──────── Data extract ────────
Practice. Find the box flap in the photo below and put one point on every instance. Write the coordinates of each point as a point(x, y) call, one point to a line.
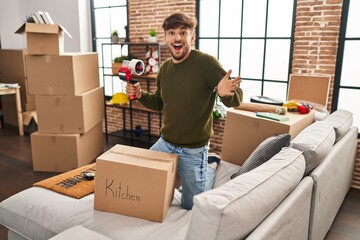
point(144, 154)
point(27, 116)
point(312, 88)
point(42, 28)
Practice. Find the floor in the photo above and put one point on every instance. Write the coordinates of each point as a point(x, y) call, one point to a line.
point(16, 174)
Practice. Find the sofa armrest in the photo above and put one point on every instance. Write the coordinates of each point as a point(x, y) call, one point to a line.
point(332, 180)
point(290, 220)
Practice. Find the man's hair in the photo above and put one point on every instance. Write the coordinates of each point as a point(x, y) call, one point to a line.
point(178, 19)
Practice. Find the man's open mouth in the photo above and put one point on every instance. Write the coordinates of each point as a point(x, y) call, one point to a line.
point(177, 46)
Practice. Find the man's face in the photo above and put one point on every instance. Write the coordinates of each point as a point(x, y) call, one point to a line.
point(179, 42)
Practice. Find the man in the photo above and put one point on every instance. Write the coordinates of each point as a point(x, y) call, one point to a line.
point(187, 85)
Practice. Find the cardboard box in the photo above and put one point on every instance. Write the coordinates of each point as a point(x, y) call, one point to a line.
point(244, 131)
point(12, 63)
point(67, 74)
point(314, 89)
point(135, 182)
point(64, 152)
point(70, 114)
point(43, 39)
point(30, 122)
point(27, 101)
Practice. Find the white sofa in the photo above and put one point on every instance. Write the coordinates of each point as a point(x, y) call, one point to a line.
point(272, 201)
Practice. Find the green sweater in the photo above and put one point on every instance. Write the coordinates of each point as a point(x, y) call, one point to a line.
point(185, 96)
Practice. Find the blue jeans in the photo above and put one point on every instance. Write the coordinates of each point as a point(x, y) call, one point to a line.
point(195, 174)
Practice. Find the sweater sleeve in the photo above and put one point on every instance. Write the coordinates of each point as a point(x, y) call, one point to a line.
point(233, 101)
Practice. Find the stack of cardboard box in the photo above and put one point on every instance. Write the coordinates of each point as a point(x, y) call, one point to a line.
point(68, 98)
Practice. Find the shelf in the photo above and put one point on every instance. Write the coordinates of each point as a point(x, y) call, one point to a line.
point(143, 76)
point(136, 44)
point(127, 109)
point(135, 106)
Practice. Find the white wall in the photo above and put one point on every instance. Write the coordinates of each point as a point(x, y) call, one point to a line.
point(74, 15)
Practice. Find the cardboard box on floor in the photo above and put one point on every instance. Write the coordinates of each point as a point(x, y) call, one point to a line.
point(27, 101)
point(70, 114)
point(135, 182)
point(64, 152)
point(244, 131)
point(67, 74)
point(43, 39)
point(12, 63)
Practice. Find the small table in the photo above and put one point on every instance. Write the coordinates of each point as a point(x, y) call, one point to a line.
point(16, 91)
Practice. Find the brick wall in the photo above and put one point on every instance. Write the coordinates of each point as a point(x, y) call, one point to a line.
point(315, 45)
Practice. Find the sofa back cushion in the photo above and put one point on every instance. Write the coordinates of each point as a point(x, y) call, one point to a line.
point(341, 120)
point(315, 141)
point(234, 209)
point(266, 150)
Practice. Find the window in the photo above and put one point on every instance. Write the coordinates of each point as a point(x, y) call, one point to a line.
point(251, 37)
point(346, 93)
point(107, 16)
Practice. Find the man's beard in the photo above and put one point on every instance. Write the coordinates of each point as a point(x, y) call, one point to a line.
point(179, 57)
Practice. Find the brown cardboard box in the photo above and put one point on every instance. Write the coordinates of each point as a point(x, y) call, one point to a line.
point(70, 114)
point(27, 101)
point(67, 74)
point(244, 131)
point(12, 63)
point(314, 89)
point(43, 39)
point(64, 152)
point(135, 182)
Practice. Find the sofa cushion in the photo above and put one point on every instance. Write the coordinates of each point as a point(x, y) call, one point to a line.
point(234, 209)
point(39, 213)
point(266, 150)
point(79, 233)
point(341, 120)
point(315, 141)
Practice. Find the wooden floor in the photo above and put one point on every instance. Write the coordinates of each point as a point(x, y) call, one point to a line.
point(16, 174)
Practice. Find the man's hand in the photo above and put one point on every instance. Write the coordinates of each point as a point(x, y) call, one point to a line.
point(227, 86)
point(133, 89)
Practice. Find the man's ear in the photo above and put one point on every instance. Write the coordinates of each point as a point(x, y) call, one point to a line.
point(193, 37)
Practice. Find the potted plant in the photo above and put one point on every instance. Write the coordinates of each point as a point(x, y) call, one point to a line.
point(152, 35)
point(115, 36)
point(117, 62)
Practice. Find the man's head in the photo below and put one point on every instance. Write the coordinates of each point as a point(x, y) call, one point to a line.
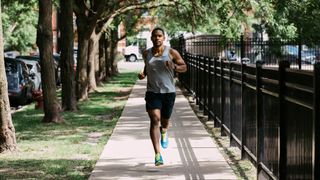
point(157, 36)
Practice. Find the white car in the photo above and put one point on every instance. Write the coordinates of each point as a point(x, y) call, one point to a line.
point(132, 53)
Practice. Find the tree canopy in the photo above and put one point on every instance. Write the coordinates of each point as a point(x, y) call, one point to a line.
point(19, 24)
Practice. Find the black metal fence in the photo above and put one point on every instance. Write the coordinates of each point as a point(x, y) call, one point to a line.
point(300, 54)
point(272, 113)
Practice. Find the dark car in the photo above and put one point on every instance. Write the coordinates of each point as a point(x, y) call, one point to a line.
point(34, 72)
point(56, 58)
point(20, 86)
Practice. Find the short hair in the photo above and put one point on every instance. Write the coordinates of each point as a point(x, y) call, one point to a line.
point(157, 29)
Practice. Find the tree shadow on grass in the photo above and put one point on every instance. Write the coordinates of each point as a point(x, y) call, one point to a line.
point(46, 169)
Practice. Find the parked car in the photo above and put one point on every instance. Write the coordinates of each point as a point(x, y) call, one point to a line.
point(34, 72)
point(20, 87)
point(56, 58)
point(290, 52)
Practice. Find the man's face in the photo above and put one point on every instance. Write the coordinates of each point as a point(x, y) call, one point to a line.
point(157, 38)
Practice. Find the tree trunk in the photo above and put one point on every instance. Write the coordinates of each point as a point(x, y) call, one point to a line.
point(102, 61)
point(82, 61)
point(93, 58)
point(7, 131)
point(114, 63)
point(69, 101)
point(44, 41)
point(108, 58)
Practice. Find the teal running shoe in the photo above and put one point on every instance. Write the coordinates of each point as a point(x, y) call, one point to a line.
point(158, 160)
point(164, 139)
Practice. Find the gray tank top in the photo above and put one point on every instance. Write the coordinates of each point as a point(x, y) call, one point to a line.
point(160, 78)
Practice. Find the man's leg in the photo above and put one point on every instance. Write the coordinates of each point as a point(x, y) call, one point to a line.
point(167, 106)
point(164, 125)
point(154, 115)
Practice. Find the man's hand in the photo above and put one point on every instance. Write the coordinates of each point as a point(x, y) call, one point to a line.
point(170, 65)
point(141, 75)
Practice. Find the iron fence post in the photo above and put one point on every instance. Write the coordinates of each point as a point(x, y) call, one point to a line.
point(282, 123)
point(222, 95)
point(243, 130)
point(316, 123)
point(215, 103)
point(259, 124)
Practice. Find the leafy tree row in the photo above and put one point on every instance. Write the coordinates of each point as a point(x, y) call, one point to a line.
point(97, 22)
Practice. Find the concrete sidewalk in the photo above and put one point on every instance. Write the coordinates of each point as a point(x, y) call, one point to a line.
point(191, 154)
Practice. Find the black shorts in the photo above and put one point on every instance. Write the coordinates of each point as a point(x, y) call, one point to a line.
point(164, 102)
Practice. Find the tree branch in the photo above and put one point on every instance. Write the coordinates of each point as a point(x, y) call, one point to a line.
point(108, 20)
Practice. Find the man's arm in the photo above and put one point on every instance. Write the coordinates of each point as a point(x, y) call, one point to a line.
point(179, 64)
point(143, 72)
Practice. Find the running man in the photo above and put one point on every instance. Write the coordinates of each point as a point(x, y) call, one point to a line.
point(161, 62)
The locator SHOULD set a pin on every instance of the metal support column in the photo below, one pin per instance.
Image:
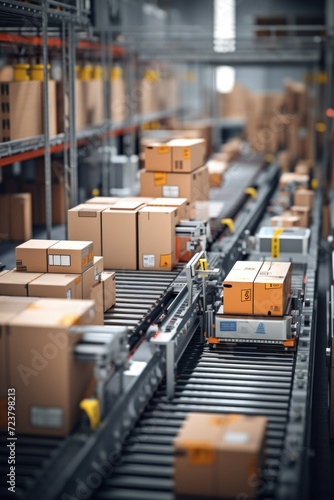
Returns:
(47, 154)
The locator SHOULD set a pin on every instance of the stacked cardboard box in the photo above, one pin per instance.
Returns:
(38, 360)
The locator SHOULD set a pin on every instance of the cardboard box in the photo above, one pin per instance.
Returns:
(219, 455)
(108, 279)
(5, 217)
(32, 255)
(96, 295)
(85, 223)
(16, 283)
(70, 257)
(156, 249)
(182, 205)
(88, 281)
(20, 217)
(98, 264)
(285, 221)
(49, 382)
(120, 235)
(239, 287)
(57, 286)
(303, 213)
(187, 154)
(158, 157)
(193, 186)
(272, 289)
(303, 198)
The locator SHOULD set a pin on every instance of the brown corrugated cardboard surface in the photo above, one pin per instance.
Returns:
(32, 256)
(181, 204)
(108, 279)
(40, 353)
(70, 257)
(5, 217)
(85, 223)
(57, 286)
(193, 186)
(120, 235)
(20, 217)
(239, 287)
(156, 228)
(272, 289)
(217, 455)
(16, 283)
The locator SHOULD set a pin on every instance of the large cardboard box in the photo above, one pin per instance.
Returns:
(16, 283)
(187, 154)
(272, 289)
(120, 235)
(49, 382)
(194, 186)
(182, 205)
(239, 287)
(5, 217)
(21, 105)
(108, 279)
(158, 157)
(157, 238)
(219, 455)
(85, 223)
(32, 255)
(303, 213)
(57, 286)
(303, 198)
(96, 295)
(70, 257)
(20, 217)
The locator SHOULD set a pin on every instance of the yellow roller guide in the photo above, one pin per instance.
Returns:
────────
## The exercise
Could you give the listing starting at the line that contains "Practice. Find the man's ear" and ending at the line that contains "point(132, 53)" as a two-column CSV with the headers text and answer, one row per text-and-answer pair, each value in a single quoted field with its line breaks replaced by spaces? Leave the pictures out.

## The response
text,answer
"Practice. Find the man's ear in the photo above and put one point on every instance. Write the coordinates of each point as a point(x, y) call, one point to a line.","point(193, 37)"
"Practice. Find the potted plant in the photo above and put one point on every instance. Write the coordinates of each point as a point(x, y) call, one point to a line.","point(152, 35) point(115, 36) point(117, 62)"
"Practice. Find the man's head in the photo below and put one point on every instance. Write the coordinates of each point as a point(x, y) call, one point to a line.","point(157, 36)"
"Practice. Find the white car in the photo above and put one point on every instance. Write the coordinates of each point as a point(x, y) call, one point to a line.","point(132, 53)"